Problem details:
Update the records from their start through the line containing "column 394, row 88" by changing "sparks" to "flying sparks" and leaving everything else untouched. Return only those lines.

|---|

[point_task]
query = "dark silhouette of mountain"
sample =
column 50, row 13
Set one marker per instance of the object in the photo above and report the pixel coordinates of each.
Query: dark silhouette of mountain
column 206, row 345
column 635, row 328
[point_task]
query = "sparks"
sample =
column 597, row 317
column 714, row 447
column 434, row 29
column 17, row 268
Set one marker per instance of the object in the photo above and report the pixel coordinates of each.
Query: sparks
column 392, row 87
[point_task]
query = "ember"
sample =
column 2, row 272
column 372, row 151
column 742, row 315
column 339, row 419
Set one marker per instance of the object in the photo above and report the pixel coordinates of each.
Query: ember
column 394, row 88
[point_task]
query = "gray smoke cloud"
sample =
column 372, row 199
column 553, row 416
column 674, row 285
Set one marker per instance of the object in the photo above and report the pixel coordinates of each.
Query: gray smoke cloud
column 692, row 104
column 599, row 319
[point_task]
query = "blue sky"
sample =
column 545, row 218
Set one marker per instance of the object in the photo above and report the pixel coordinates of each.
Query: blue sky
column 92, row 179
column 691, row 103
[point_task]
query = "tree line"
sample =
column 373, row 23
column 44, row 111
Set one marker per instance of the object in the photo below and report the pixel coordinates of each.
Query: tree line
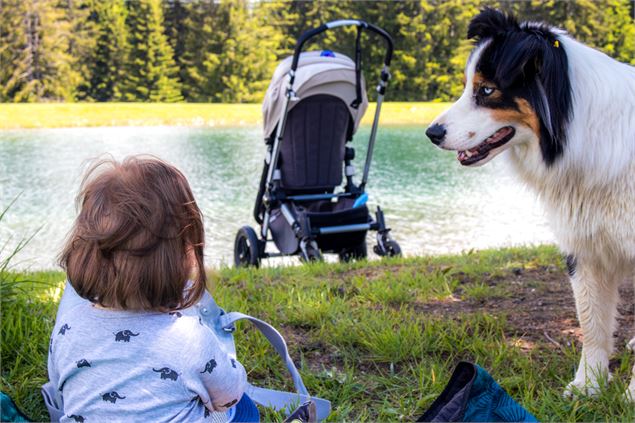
column 226, row 51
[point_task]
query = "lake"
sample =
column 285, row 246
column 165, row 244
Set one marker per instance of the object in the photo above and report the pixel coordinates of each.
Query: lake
column 433, row 205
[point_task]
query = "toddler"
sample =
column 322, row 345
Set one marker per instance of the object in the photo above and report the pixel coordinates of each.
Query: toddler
column 127, row 343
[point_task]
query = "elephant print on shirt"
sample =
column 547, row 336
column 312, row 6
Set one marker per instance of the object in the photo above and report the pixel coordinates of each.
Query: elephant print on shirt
column 209, row 366
column 111, row 396
column 124, row 335
column 167, row 373
column 229, row 404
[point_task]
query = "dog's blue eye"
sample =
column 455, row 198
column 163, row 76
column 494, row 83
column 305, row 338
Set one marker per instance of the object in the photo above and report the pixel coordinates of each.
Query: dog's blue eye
column 485, row 91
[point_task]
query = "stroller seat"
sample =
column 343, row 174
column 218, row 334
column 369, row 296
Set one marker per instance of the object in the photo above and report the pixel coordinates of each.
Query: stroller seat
column 313, row 146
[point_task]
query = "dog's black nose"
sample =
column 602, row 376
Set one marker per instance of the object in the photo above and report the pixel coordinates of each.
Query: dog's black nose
column 436, row 133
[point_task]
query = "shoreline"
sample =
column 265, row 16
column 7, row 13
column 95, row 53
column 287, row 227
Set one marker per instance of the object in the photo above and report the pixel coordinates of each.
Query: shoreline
column 18, row 116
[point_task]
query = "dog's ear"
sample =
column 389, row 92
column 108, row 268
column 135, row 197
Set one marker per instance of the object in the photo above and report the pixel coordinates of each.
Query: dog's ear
column 538, row 61
column 490, row 23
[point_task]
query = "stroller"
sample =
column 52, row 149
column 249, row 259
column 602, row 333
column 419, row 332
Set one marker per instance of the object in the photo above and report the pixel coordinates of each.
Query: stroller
column 311, row 110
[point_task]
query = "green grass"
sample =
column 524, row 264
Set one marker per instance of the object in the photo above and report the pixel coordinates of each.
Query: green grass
column 364, row 334
column 60, row 115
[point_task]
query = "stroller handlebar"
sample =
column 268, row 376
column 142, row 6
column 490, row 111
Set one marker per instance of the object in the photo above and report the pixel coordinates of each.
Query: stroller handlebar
column 334, row 24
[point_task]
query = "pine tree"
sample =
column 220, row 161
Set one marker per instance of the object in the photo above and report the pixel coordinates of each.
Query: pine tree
column 231, row 51
column 175, row 14
column 107, row 64
column 81, row 40
column 151, row 73
column 35, row 43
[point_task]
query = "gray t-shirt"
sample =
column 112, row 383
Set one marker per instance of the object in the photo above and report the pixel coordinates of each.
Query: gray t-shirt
column 141, row 366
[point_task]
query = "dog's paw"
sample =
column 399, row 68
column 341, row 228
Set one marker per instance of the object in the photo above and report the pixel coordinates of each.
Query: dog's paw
column 580, row 388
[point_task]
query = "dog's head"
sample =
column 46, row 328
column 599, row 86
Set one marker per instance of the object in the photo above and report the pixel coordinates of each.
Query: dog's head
column 517, row 90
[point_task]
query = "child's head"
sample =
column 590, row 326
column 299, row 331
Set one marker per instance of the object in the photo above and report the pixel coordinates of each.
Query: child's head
column 138, row 238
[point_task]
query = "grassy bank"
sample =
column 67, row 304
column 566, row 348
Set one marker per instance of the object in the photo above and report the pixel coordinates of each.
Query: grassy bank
column 378, row 339
column 60, row 115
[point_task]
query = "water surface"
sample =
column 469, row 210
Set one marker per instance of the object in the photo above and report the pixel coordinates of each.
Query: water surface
column 432, row 203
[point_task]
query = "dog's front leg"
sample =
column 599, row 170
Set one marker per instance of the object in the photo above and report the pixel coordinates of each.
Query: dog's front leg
column 596, row 296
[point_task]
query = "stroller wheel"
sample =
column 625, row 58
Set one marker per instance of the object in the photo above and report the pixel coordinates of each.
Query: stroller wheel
column 386, row 246
column 359, row 252
column 309, row 251
column 246, row 248
column 393, row 248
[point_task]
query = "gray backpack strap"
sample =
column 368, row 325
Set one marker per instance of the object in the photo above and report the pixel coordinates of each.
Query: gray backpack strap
column 278, row 400
column 276, row 340
column 53, row 401
column 287, row 401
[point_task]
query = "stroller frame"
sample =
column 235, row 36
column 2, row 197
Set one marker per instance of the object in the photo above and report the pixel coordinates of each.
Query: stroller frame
column 249, row 249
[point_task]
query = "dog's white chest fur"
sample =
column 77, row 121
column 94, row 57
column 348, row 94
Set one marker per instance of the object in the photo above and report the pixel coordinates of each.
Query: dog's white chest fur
column 589, row 192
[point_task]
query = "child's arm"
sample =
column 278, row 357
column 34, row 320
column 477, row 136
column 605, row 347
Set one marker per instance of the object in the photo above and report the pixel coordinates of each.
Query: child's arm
column 222, row 376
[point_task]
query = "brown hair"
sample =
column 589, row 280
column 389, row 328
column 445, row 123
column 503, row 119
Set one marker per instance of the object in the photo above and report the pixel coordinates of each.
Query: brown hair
column 138, row 237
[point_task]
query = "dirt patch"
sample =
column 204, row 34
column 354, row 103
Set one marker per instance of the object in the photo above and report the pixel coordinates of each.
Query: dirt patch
column 538, row 304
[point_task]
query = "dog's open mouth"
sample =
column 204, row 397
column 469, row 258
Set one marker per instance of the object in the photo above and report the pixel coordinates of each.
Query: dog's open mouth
column 481, row 151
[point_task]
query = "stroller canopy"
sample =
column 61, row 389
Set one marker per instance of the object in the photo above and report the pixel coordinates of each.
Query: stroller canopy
column 331, row 74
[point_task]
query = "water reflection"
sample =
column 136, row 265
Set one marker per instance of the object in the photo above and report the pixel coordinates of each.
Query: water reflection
column 432, row 203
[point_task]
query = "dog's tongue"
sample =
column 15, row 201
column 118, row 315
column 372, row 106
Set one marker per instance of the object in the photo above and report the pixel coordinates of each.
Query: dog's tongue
column 498, row 135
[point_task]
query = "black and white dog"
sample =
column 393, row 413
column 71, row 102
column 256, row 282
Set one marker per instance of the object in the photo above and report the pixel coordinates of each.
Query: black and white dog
column 564, row 114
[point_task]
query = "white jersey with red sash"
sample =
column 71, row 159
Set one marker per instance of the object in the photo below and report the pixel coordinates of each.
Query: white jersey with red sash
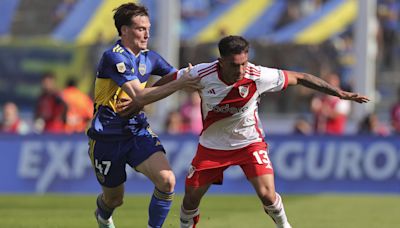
column 230, row 112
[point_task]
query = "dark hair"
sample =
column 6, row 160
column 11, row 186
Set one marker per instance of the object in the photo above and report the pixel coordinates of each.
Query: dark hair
column 231, row 45
column 124, row 13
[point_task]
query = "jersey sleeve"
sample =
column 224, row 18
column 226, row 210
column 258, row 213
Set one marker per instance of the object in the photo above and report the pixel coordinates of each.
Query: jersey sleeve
column 119, row 68
column 161, row 66
column 271, row 80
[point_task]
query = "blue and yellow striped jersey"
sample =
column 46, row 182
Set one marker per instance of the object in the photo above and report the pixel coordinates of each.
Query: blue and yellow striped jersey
column 118, row 66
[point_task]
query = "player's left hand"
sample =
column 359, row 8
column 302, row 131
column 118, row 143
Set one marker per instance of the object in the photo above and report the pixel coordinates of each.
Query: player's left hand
column 354, row 97
column 126, row 108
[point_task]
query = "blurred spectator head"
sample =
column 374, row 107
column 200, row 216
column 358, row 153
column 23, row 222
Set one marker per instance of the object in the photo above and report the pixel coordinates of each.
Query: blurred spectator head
column 48, row 82
column 370, row 124
column 302, row 126
column 10, row 120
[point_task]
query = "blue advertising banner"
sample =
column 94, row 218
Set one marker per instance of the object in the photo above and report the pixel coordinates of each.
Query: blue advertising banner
column 350, row 164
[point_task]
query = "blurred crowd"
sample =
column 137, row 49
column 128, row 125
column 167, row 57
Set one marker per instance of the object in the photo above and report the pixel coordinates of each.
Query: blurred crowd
column 68, row 110
column 65, row 111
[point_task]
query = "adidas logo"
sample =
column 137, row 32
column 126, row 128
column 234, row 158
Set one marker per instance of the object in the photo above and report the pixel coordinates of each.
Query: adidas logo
column 211, row 91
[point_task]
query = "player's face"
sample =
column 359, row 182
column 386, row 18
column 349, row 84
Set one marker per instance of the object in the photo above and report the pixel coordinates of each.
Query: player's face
column 233, row 67
column 137, row 35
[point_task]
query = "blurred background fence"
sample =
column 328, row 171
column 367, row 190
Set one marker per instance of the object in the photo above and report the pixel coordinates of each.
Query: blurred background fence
column 67, row 37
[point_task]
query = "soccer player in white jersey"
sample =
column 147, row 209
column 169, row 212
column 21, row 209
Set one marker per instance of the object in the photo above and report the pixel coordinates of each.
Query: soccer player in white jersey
column 232, row 132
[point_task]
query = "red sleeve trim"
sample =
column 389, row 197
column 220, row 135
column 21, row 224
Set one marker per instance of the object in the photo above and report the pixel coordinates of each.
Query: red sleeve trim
column 285, row 85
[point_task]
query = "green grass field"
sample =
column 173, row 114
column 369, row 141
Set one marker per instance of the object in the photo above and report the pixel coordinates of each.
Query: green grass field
column 311, row 211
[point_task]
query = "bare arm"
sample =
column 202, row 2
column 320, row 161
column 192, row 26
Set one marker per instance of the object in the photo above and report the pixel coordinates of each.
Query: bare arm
column 143, row 96
column 313, row 82
column 166, row 79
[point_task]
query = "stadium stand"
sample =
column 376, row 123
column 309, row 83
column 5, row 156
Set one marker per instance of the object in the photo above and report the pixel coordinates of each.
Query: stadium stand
column 33, row 18
column 7, row 9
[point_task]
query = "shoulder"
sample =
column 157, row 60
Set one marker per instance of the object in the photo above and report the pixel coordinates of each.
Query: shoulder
column 115, row 54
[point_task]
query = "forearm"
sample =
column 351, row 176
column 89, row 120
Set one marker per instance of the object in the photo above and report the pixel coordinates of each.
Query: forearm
column 166, row 79
column 147, row 96
column 318, row 84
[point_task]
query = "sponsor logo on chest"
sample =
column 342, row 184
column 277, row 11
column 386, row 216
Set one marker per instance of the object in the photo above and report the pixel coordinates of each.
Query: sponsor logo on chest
column 244, row 90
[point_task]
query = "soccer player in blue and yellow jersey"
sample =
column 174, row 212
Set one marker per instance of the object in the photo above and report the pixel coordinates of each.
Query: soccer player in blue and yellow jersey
column 116, row 140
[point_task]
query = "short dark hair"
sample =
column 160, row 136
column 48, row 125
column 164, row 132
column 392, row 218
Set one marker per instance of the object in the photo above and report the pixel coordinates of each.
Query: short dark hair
column 231, row 45
column 124, row 13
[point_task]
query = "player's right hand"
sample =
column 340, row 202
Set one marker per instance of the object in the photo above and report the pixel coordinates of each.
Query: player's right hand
column 354, row 97
column 190, row 82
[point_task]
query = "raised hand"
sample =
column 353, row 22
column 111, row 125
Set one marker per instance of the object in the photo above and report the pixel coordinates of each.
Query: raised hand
column 353, row 97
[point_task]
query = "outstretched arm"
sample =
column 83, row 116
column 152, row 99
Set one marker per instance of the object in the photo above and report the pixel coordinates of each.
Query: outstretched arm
column 139, row 97
column 318, row 84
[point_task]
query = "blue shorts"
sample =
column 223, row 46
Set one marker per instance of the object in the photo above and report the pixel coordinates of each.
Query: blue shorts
column 109, row 158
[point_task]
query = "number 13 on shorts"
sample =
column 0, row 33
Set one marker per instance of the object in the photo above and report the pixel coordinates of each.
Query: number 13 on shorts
column 262, row 158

|---|

Solution below:
[point_task]
query = "dark silhouette of mountain"
sample =
column 50, row 13
Set one marker per instance of the object in the photo above and report the pixel coordinates of each.
Query: dark silhouette of mountain
column 206, row 345
column 635, row 328
[point_task]
query = "flying sparks"
sample =
column 597, row 317
column 714, row 447
column 434, row 29
column 17, row 268
Set one marker per instance of the object in the photo above and report the pixel coordinates of each.
Query: flying sparks
column 392, row 87
[point_task]
query = "ember"
sample =
column 2, row 272
column 372, row 151
column 742, row 315
column 339, row 419
Set one marker per instance of the object in the photo above and report the pixel coordinates of each.
Query: ember
column 394, row 88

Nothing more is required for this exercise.